Activity – Word for word, transcribe all of the records.

Dataset –
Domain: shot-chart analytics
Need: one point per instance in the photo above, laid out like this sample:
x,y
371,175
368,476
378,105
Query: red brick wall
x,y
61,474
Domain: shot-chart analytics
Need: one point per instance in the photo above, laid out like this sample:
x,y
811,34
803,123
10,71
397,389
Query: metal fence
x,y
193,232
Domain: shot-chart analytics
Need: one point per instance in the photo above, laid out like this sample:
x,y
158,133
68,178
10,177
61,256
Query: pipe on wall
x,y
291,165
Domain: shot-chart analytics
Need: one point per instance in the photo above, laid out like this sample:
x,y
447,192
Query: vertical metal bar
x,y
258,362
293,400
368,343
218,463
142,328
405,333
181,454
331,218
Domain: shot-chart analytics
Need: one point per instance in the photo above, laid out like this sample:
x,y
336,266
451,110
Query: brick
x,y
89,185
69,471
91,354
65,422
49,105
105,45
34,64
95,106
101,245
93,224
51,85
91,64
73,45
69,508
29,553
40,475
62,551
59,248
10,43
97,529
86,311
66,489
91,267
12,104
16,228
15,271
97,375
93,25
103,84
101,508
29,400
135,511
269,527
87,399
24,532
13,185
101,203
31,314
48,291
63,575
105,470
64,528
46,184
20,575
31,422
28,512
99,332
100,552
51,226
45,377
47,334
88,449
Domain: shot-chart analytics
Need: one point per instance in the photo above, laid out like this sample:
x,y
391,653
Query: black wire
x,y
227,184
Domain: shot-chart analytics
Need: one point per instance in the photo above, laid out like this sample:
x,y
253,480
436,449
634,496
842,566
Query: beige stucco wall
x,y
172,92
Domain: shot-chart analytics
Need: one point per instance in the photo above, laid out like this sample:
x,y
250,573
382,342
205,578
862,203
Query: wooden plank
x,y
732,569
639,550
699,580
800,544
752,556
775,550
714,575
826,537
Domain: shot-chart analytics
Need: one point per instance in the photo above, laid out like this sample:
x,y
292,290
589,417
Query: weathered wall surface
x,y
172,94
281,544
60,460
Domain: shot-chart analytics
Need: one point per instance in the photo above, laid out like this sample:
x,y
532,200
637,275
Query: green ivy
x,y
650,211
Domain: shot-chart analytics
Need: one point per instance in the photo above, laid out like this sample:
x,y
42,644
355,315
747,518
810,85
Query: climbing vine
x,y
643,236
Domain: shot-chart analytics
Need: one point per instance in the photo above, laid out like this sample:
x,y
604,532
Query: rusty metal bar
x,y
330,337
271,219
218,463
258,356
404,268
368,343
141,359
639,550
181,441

Reply to the exercise –
Domain: shot-chart analytics
Need: one point per instance in the photo above, laid out like this sample:
x,y
371,175
368,476
378,105
Query: red brick wall
x,y
61,474
Domain: shot-chart analytics
Need: one point per instance in the photo above, laid out like this sample:
x,y
811,34
803,123
10,71
397,389
Query: metal fence
x,y
193,232
Domain: shot-chart analytics
Need: one point per instance in the photo above, laid out like this sample:
x,y
158,133
68,178
10,177
61,256
Query: pipe on wall
x,y
291,165
Domain: shot-chart analytics
Need: one point per instance in the photo above, laid out like this sample:
x,y
447,192
Query: vertical metal bar
x,y
258,362
293,400
368,343
218,463
142,328
405,333
181,454
331,218
Domain: shot-chart analytics
Need: one point per instance in the photo above, laid out like this sample:
x,y
336,266
451,110
Query: brick
x,y
89,185
69,471
91,354
65,422
49,105
105,45
34,64
95,106
101,245
93,224
51,85
91,64
73,45
69,508
29,553
40,475
62,551
59,248
10,43
97,529
86,311
66,489
91,267
12,104
16,228
15,271
97,375
93,25
103,84
101,508
29,400
135,511
269,527
87,399
24,532
13,185
101,203
31,314
48,291
63,575
105,470
64,528
46,184
20,575
31,422
28,512
99,332
100,552
51,226
45,377
47,334
88,449
Domain: shot-chart analytics
Need: one point per instance in the photo above, laid out like this sample:
x,y
391,653
Query: black wire
x,y
227,184
Domain: shot-chart analytics
Need: one point per instance in the photo above, laid out like this sample:
x,y
253,480
436,449
634,496
842,566
Query: beige stucco wall
x,y
172,92
Domain: shot-chart analytics
Need: one point per instance in the photo above, laid out like this sample:
x,y
250,573
382,342
205,578
862,203
Query: wooden plank
x,y
732,569
639,550
699,580
800,544
752,556
775,550
714,575
826,537
Domain: shot-chart analytics
Need: one point per instance in the photo above, laid out like this sample:
x,y
292,290
589,417
Query: weathered wall surface
x,y
172,94
281,544
60,460
Domain: shot-chart analytics
Need: one point per instance in the photo above, laid out like this sample:
x,y
532,200
637,275
Query: green ivy
x,y
650,211
Domain: shot-chart analytics
Need: one point per instance in the photo above, laid out like this sample:
x,y
42,644
355,315
747,518
810,85
Query: climbing vine
x,y
643,236
Domain: shot-chart analytics
Need: one point per instance in the photo above, laid out like this sample:
x,y
604,532
Query: rusty metal bar
x,y
330,337
271,219
218,463
258,356
404,268
368,343
141,359
639,550
181,441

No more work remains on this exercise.